- _What is required_: Reproduce the data exactly.

<<<<

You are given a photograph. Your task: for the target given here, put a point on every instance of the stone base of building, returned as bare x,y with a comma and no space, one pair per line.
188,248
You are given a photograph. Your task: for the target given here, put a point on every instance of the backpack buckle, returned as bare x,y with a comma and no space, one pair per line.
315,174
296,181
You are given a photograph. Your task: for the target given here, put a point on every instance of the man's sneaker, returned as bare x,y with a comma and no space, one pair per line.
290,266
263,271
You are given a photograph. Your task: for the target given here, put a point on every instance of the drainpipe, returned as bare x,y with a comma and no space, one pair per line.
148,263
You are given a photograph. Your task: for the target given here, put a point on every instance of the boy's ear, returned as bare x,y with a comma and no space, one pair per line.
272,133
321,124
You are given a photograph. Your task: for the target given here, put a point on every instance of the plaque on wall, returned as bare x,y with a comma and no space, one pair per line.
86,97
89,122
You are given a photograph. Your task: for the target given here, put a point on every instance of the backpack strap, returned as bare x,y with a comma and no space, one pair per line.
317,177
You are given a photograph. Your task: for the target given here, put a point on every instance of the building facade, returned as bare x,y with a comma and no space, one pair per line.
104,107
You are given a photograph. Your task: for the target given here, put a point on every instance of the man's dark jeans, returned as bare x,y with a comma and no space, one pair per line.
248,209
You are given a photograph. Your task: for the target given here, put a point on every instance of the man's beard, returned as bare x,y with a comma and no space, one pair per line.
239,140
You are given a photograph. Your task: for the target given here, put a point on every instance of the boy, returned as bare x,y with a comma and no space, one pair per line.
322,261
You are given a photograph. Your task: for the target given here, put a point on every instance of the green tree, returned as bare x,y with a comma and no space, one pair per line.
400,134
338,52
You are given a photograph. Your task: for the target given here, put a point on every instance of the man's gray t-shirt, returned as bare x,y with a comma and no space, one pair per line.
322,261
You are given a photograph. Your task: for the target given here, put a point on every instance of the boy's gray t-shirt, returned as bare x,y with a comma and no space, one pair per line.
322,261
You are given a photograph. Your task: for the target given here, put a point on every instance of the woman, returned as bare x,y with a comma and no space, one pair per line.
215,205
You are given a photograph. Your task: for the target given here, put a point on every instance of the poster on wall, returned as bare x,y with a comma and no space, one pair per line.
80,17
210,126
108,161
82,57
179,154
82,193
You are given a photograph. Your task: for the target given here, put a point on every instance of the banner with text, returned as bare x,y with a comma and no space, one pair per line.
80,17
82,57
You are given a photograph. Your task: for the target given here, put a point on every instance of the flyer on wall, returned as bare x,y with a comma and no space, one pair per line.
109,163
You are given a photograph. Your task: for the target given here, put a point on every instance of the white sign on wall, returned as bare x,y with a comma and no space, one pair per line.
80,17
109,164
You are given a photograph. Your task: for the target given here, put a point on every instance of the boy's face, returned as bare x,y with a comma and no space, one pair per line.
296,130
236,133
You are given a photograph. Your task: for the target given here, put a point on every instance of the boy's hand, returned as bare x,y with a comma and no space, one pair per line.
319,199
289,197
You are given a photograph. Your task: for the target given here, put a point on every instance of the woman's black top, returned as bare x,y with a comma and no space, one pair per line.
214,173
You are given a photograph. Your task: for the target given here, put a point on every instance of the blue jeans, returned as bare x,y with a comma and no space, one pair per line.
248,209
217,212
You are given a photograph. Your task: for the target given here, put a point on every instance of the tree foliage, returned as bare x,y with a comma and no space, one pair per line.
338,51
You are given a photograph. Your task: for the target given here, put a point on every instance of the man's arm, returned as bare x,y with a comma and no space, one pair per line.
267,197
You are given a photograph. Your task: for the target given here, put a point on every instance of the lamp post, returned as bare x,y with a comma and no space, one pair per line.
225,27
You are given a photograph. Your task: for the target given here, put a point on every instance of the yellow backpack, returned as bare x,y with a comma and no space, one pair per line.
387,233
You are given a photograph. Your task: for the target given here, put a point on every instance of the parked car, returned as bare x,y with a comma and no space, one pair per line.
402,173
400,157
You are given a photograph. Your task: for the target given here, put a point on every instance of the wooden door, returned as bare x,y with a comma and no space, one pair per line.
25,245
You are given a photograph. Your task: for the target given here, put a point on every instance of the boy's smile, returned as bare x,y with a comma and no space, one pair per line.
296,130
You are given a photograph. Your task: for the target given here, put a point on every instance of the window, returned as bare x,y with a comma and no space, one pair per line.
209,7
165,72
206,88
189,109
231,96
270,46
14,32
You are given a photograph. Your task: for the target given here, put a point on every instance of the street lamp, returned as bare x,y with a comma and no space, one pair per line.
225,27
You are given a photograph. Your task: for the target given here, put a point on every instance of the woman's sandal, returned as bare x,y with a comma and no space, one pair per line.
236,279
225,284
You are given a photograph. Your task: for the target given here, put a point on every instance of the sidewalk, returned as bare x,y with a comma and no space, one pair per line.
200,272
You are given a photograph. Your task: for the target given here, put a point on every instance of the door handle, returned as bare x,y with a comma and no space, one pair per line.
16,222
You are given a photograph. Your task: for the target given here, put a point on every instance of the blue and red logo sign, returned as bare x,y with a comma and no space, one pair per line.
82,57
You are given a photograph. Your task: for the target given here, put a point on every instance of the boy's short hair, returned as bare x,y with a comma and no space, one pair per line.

>>>>

- _Written answer_:
You are given a photograph. Your task: for the target given here, put a point on every instance of the stone base of building, returned as bare x,y with a comma and no space, one pair per line.
188,248
You are given a photograph. Your task: for the target given here, put a point on every instance of the backpack buckle, returned as bare x,y with a comma and no space, one pair per line.
315,174
296,181
You are given a photograph. Your task: for the target given here, put a point on every instance of the man's sneaker, returned as bare x,y with a comma and no space, one pair per line.
290,266
263,271
You are given a photograph. Your task: for the target given here, put a point on every instance of the drainpipe, returned as bare x,y with a comma and no space, one pair per line.
148,263
You are given a photograph. Your task: for the target given here, put a point on every instance of the boy's ear, returned as bare x,y with a comma and no space, one pair per line.
272,133
321,124
You are given a photograph. Your task: for the target given here, put a point on every instance of the plaque on wall, returned as bare x,y with a comma and no space, one pair per line.
86,97
89,122
You are given a photograph. Your task: for the target given here, put a point on every instance of the backpack strap, returned as bare x,y with a comma and no space, one pair per line.
317,177
You are given a photograph. Your task: for the target given here, put a point on every instance of the building facade, returned as bare x,y with a comma and no space, one pair per line.
104,107
You are given a photograph. Your task: for the target given here, put a point on every instance of the man's dark jeans, returned as bare x,y with a comma and no space, one pair per line.
248,209
You are given a photograph. Your task: for the target given here, put a point on every instance of the man's beard, returned as bare x,y with a comma and no space, one pair per line.
239,140
You are given a photograph. Your task: for the target given here, put a point on every instance of the boy, returned as bare x,y with a comma and no space, one pair per line.
322,261
You are given a photograph. Your task: for the target given here, put a point on every instance of the green tree, returned as bare x,y with a comma and no space, one pair per line.
400,134
338,52
You are given a photograph. Your task: for the target given here, put a point on every instance of the man's gray t-shirt, returned as bare x,y with a comma and no space, one pair per line.
322,261
You are given a photograph. Your task: for the target given here, put a point on every instance of the boy's gray t-shirt, returned as bare x,y with a comma and no space, one pair per line.
322,261
You are given a photograph. Your task: for the target given here, put a point on every instance of the woman, returned as bare x,y with a comma and no space, one pair per line.
215,205
You are given a photograph. Your task: for the target given here, put a point on every instance of the poster on wall, returned as bare x,y with a comma and no space, one pair per line.
80,17
210,126
108,161
82,57
179,154
82,193
You are given a photograph. Your task: for the target given here, put a point on every instance of the banner with text, returned as bare x,y with a comma and no space, one pair per line.
80,17
82,57
You are given a photograph. Your task: for the target given here, put a point on every instance of the flyer on wall, returned as bare x,y with a comma and no space, one pair per line.
109,163
You are given a photograph. Your task: for the target given here, put a point on every instance of the white sign on wall, returned as bare x,y with a comma and no space, one pair per line.
80,17
109,164
You are given a photograph. Your task: for the target given here, put a point on every instance of the boy's face, returned as bare x,y with a comma and no space, one pair per line.
296,130
236,133
You are given a photograph. Your task: for the target given here, put a point on every instance of the boy's hand, returned as bare x,y with a comma and no space, one pair per line.
319,199
289,197
You are given a photograph. Your task: for the target given here, put a point on every instance of the woman's black top, returned as bare x,y with a comma and no space, one pair per line.
214,173
You are given a photograph. Your task: for the target given here, put a point on every instance of the blue jeans, returned as bare x,y with a comma and no space, one pair per line.
248,209
217,212
You are given a photograph. Your task: for the target given here, put a point on every instance of the tree foliage, returned as bare x,y with a comma and no space, one pair per line.
338,51
You are given a photograph. Your task: for the target given here, put a point on every instance of the man's arm, returned as bare x,y with a comma and no space, one pair per line.
267,197
You are given a photograph. Your task: for the target given here, put a point on every instance of the lamp post, returned as bare x,y with a comma and no space, one pair per line.
225,27
You are given a photograph. Your task: for the target given here, put a point on every instance of the yellow backpack, returned as bare x,y with a comma and no space, one pair per line.
387,233
You are given a photograph. Your task: for the target given here, put a point on every instance of the parked car, returned as bare x,y with a comma and no space, one pair per line.
402,173
400,157
You are given a photograph. Your task: for the target given here, put a point on every instance of the wooden door, returned as bare x,y with a comma and no space, one pair per line.
25,245
You are given a photograph. Your task: for the target given here, put a point on every instance of the boy's smile, returned as bare x,y with a comma and no space, one pair per line.
296,130
You are given a photograph. Your task: for the target given here, put a point on every instance of the window, returned as bare x,y with a comma and no space, one pair per line.
209,7
165,72
206,88
189,109
231,96
270,46
14,32
You are given a photograph. Your task: for the target given here, put a point on every instance of the street lamp, returned as bare x,y with a comma and no space, one pair per line.
225,27
You are given a photograph. Your task: for the target given here, put a point on every instance of the woman's sandal, returned as bare x,y with a comma and no space, one pair per line.
236,279
225,284
You are given a photograph. Your task: for the target given here, put a point on every instance of the sidewalk, returned as bare x,y with a comma and no space, one pair per line.
200,272
You are given a photograph. Your task: for the target given here, put a point on every instance of the door handle, returned as bare x,y with a comma and no space, one pair per line.
16,222
You are given a photograph. Your task: for the target given here, put a point on every instance of the blue and red logo sign, returned as bare x,y with a comma and no space, one pair per line.
82,57
You are given a photograph. Your task: for the target given here, put a point on every instance of the boy's short hair, returned as bare x,y with a comma and no space, one pair per line.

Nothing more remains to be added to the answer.